(Data provided)

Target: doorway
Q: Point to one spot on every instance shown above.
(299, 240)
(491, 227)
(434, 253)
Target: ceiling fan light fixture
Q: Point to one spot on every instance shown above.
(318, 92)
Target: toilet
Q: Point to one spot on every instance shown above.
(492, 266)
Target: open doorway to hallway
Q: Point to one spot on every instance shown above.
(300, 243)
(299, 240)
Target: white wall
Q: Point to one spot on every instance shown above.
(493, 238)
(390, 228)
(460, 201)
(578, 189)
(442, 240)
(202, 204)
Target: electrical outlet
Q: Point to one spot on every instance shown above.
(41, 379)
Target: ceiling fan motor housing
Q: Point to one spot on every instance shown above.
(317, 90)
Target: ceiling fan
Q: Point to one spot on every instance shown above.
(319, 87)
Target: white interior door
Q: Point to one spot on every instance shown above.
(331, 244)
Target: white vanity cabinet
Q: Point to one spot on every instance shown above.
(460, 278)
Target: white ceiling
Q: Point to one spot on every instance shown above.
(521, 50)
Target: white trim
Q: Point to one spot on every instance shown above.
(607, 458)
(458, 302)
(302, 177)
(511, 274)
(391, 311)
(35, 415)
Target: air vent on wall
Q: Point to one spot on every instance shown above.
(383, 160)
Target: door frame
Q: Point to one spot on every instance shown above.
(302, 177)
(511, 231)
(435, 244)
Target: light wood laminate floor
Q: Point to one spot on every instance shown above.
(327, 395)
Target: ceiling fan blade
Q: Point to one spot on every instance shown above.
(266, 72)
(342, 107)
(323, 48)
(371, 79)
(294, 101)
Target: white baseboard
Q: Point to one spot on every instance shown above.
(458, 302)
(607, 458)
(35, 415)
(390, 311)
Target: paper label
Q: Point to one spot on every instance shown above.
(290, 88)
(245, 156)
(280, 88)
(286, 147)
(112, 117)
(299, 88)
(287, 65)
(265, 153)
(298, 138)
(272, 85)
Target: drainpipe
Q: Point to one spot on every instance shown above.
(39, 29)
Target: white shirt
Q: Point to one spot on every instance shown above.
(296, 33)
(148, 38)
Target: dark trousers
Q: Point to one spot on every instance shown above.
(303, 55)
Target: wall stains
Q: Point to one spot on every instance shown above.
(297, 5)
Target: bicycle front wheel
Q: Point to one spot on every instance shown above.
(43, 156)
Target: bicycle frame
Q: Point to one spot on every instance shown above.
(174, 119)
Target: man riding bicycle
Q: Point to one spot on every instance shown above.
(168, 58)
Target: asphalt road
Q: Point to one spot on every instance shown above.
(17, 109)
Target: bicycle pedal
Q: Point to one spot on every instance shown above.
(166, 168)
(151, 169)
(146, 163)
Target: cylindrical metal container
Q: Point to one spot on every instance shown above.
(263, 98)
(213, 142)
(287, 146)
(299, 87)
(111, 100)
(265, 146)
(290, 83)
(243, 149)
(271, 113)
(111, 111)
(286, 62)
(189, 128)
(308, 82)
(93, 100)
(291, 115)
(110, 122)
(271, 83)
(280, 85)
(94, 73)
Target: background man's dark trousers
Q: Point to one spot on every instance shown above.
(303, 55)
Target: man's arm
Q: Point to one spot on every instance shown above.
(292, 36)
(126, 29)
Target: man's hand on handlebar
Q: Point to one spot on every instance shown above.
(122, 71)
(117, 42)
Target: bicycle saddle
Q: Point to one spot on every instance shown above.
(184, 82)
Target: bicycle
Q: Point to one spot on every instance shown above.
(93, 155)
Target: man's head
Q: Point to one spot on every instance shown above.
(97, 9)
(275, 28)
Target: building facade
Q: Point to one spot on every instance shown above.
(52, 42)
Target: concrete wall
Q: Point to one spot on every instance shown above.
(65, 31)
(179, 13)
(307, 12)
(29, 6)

(End Data provided)

> Work task: Nothing in the entries may change. Retype them all.

> Worked solution:
Target: doorway
Q: Point to one spot on every instance shown above.
(299, 240)
(491, 227)
(434, 253)
Target: ceiling fan light fixture
Q: Point to one spot on every instance shown above.
(318, 92)
Target: toilet
Q: Point to one spot on every instance shown above.
(492, 266)
Target: open doorway to hallway
Q: Point to one spot on every instance shown above.
(300, 243)
(299, 240)
Target: white wall
Q: Point to one spot on every instance shown above.
(493, 238)
(390, 228)
(460, 201)
(578, 189)
(442, 240)
(202, 204)
Target: electrical outlet
Q: Point to one spot on every instance shown above.
(41, 379)
Target: ceiling fan motor housing
Q: Point to one spot on every instance shown above.
(317, 90)
Target: ceiling fan
Q: Point to one spot on every instance shown above.
(319, 87)
Target: white interior door
Q: Point to one spot on every instance shown above.
(331, 244)
Target: white vanity cabinet
Q: Point to one spot on every instance shown above.
(460, 278)
Target: white ceiling
Q: Point to one spot on every instance shown above.
(521, 50)
Target: white trim
Q: Point to one spot on every instance shown above.
(607, 458)
(458, 302)
(302, 177)
(511, 274)
(391, 311)
(35, 415)
Target: air vent on wall
Q: Point to one spot on every instance shown above.
(383, 160)
Target: door frame
Q: Point to one spot on every instance shown above.
(302, 177)
(511, 231)
(435, 244)
Target: light wood laminate floor
Q: Point to one spot on every instance shown above.
(327, 395)
Target: ceiling fan blade
Q: Point to one spot on every instance shown above.
(266, 72)
(342, 107)
(323, 48)
(371, 79)
(294, 101)
Target: white baseboard
Q: Point to one spot on every instance shown above.
(458, 302)
(607, 458)
(35, 415)
(390, 311)
Target: paper label
Q: Point to one spot on every instance shown above.
(290, 88)
(245, 156)
(280, 88)
(286, 147)
(112, 117)
(299, 88)
(287, 65)
(265, 153)
(298, 138)
(272, 85)
Target: drainpipe
Q: Point to one spot on every instance shown above.
(39, 29)
Target: white shirt
Q: Point to one spot on every instance shown above.
(296, 33)
(148, 38)
Target: dark trousers
Q: Point to one spot on every instance shown above.
(303, 55)
Target: wall stains
Q: Point to one spot on every instance shown above.
(297, 5)
Target: bicycle front wheel
Q: Point to one spot on every instance shown above.
(43, 156)
Target: bicycle frame
Q: Point to one spot on every instance shown above.
(174, 119)
Target: man riding bicycle
Q: Point to one spot on every instance shown above.
(168, 58)
Target: asphalt road
Q: Point to one spot on every instance shown above.
(17, 109)
Target: bicycle pedal
Q: Point to one spot on every instance shown above.
(166, 168)
(151, 169)
(146, 163)
Target: cylindrical metal container
Q: Point to one spot on every instance shown above.
(263, 98)
(213, 142)
(287, 146)
(299, 87)
(111, 100)
(265, 146)
(290, 83)
(243, 149)
(271, 113)
(111, 111)
(286, 62)
(189, 128)
(308, 82)
(93, 100)
(291, 115)
(110, 122)
(271, 83)
(280, 85)
(94, 73)
Target: background man's dark trousers
Q: Point to one spot on every instance shown above.
(303, 55)
Target: man's arm
Q: Point to one spot on every instance shown above.
(292, 36)
(126, 29)
Target: man's hand on handlebar
Q: Point to one spot on every instance shown above.
(122, 71)
(117, 42)
Target: bicycle saddle
Q: Point to one spot on every instance shown above.
(184, 82)
Target: bicycle
Q: Point to one spot on every instance shown above.
(93, 155)
Target: man's head
Q: Point to one spot on every instance shown above.
(97, 9)
(275, 28)
Target: building facade
Q: Point to one spot on every instance shown above.
(52, 42)
Target: concrete wall
Q: Point to one spot on every instance shown above.
(65, 31)
(179, 13)
(307, 12)
(29, 6)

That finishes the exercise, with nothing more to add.